----- Available data -----
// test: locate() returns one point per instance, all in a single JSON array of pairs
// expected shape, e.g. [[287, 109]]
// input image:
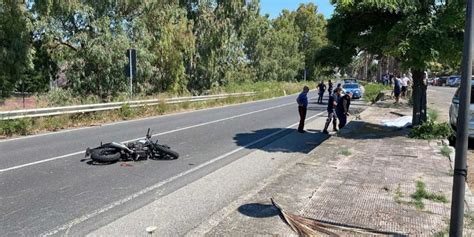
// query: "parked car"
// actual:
[[454, 81], [350, 80], [431, 81], [453, 111], [354, 88]]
-----
_Exercise details_. Nothing may be altered when you restate the records, but every picture must be dropped.

_Final answer_.
// test: locate() returns one point per instance, all in a single JSON array of pairs
// expected shape, e.g. [[287, 109]]
// input image:
// query: "parked car"
// actual:
[[454, 81], [350, 80], [431, 81], [453, 111], [354, 88]]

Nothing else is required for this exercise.